## Begin SOURCE EXCERPT

What would be the best way to perform an operation on the data that occurs either on the same day or between consecutive dates e.g. take the difference between Data on the same and consecutive dates such that
Ideally I would have liked to avoid the missing values by grouping the DataFrame via consecutive dates and then running a function on each grouped DataFrame via transform. As groupby(df, :dates) would only place data of the same date in a group, I was just wondering if there was a way to use groupby to create a GroupedDataFrame of consecutive Dates?
I assume your data is sorted by :dates. In this case the efficient way to do it would use a loop (or reduction function, which is equivalent, but might be harder to implement)
Thanks so much! So I couldn’t use groupby directly. Given millions of rows would an efficient approach look something like?
function cnsctvdiff(days, data)
newcol= [missing; diff(data::Vector{Int64})]
for d = Iterators.rest(eachindex(days::Vector{Date}),1)
(days[d]-days[d-1] > Day(1)) && (newcol[d] = missing)
end
return newcol
end
df.cdff = cnsctvdiff(df.dates,df.data)
Are type declarations being used correctly here to speed up performance? if operations are to be performed later on df.cdff would a better approach be to break df down into separate DataFrames so that each column is type stable?
e.g creating an additional column and then using groupby
function dateID(days)
ID = ones(Int64, length(days))
for d = Iterators.rest(eachindex(days::Vector{Date}),1)
(days[d]-days[d-1] >Day(1)) && (ID[d:end] .+= 1)
end
return ID
end
df.ID = dateID(df.dates)
You do not need to add type declarations. Julia will perform this automatically.
A loop within a function that gets columns passed as its positional arguments would be efficient (and you roughly get the fastest possible result).
A minor issue is that [missing; diff(data::Vector{Int64})] would allocate twice (so it could be optimized), but ithis is a minor issue - it should be fast enough.
Thanks! Sorry so is the following a correct understanding of when type declarations improve performance?

## End SOURCE EXCERPT
## Begin DATA EXTRACT

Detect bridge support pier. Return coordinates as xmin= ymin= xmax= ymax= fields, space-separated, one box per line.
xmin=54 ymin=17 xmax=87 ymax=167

## End DATA EXTRACT

■ **TASK STATEMENT**: Please carry on the Julia forum thread above about grouping DataFrame rows by consecutive dates, starting right after its last post.

■ **OUTPUT**:
If a function takes a column of a DataFrame as an argument then type declarations do not improve performance.
If a function takes an entireDataFrame as an argument then type declarations on each column will improve performance.
The docs on argument type declarations note that they generally do not enhance performance. But as you pointed out in a previous post about efficiency in iterating over columns of a DataFrame that:
and also that
My background is so minimal that I wasn’t sure whether type declarations here improved performance because the loop was entirely outside of a function or because the entire DataFrame was being passed as an argument into a function?
Assuming the latter, why does a function barrier work for a column of a DataFrame but not the entire DataFrame? Wouldn’t the type stability issue affect both the DataFrame object and the DataFrame col?
why does a function barrier work for a column of a DataFrame but not the entire DataFrame?
Because when you pass a concrete column the method specific for that column type is compiled by Julia. If you pass a whole DataFrame then no such compilation happens and Julia has to assume that you could have stored vectors of any type inside a data frame.
using DatFrame, Dates, IterTools
push!(df, merge(last(df), (dates=last(df).dates-Day(2),)))
pdf=partition(zip(df.data,df.dates),2,1)
df.diff=[r<Day(2) ? l : missing for (l,r) in [p.-f for (p,f) in pdf]]
I use the function defined by @Dan as an example to ask a question
What are the differences in terms of performance between the following shapes?
and, if there are, why (or in what cases) would one of these be preferable?
function md1(d, D)
#d,D=df.data, df.dates
diff=Vector{Union{Int, Missing}}(undef, length(d))
for i in eachindex(d)
diff[i]=i==length(d) || D[i]-D[i+1]>Day(1) ?
missing : d[i+1]-d[i]
end
diff
end
function md2(d, D)
diff=Vector{Union{Int, Missing}}(undef, length(d))
for i in 1:length(d)-1
diff[i]=D[i]-D[i+1]>Day(1) ?
missing : d[i+1]-d[i]
end
diff[end]=missing
diff
end
transform!(df,
[:data, :dates] => ((d,t)->[i==length(d) || t[i]-t[i+1]>Day(1) ?
missing : d[i+1]-d[i] for i in 1:length(d)]) => :diff)
transform!(df,
[:data, :dates] => ((d,t)->[[t[i]-t[i+1]>Day(1) ?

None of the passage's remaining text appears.